-- O QUE FAZER --
Reescreva o trecho sobre "O Beijo Amargo" de "Ele, porém, não" a "filme foi realizado.", trocando "assassinato" por "homicídio".

-- TRECHO DO TEXTO --
==================================================

Ele, porém, não é o bom moço que aparenta ser. E aquela singela canção do hospital ganha tons perversos quando seu desvio de comportamento se revela perante Kelly, que então comete um assassinato que a leva à prisão. Essa sequência dramática foi filmada com muitas elipses para que o espectador conclua por si mesmo qual é o ato condenável de Grant. Afinal, ele não poderia ser mostrado abertamente nas telas na época em que o filme foi realizado.
Fuller
O diretor e roteirista do filme, Samuel Fuller, começou sua carreira em 1949 e lançou produções independentes prolificamente até este “O Beijo Amargo”. A partir de então, trabalhou para a televisão e fez poucos filmes para o cinema, retornando de fato com o brilhante “Agonia e Glória” (1980). Sempre com um tom crítico, Fuller ganhou respeito da crítica por sua ousadia temática e técnica. Seu talento em comunicar ideias através de imagens pode ser identificado em várias sequências de “O Beijo Amargo”.

==================================================

-- Trechos de um conjunto de dados --
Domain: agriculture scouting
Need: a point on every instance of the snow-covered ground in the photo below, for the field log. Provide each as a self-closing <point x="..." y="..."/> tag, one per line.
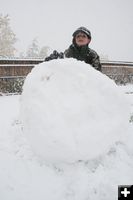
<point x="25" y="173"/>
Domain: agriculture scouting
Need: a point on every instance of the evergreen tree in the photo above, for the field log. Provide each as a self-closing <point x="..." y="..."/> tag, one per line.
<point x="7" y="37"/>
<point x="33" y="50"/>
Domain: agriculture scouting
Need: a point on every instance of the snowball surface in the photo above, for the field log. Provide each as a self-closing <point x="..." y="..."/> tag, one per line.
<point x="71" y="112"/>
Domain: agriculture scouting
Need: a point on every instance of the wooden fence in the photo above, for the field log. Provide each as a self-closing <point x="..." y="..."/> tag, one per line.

==================================================

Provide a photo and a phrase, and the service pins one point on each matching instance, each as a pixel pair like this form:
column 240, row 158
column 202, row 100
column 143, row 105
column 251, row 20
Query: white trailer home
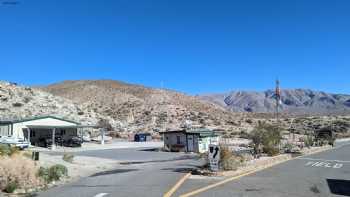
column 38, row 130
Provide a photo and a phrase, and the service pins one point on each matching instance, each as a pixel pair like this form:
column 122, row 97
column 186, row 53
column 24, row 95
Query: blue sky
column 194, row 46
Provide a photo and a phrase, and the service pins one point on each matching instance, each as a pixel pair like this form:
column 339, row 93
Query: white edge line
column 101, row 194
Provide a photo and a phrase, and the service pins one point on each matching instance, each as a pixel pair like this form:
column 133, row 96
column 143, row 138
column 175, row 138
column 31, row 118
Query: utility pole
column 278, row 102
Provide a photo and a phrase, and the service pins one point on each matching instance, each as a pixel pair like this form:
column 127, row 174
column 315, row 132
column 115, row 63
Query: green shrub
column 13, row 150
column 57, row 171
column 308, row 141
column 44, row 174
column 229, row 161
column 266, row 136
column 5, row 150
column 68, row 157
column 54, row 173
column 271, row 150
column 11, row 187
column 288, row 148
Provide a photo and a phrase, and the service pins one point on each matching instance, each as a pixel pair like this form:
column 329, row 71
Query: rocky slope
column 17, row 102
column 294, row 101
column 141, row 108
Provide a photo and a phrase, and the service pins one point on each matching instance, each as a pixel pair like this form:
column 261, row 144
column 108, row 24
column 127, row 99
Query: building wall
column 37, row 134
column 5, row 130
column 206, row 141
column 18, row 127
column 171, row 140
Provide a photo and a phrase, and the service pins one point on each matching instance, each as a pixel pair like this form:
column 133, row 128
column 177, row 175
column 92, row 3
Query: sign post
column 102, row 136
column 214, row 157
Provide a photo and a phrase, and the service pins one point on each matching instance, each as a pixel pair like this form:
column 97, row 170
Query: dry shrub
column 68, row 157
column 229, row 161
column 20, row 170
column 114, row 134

==================================================

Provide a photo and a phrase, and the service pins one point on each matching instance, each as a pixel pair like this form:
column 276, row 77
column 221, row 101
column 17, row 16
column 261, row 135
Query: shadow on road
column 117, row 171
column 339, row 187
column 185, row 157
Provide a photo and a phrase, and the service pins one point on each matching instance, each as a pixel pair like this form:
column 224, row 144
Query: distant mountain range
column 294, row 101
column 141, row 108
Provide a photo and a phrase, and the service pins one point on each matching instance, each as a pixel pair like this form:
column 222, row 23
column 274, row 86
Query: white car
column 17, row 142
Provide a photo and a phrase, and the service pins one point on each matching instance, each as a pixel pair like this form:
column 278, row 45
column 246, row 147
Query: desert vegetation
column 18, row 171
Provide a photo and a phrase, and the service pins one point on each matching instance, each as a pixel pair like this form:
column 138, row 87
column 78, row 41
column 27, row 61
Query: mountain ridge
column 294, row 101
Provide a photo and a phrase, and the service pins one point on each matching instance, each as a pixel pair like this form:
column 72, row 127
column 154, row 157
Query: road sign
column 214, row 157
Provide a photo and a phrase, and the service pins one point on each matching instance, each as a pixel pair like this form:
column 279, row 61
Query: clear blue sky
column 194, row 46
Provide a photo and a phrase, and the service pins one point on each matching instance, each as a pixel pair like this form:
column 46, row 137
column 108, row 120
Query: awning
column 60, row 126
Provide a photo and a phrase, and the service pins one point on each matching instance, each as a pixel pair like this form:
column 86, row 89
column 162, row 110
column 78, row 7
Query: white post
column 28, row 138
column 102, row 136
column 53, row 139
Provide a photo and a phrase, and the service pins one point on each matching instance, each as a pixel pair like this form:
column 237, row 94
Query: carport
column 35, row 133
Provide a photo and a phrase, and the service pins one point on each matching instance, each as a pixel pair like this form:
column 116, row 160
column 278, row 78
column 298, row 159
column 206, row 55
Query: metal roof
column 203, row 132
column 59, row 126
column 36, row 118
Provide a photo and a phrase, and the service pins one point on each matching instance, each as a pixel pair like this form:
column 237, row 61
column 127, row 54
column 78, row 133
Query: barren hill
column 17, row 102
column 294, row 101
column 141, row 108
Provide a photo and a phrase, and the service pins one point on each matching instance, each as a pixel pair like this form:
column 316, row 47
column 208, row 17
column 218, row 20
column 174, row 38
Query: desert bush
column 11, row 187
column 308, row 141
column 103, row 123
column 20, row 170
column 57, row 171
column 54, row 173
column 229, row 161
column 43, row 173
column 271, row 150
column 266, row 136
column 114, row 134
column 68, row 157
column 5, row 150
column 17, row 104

==================================================

-- RESULTADO DA TAREFA --
Ele, porém, não é o bom moço que aparenta ser. E aquela singela canção do hospital ganha tons perversos quando seu desvio de comportamento se revela perante Kelly, que então comete um homicídio que a leva à prisão. Essa sequência dramática foi filmada com muitas elipses para que o espectador conclua por si mesmo qual é o ato condenável de Grant. Afinal, ele não poderia ser mostrado abertamente nas telas na época em que o filme foi realizado.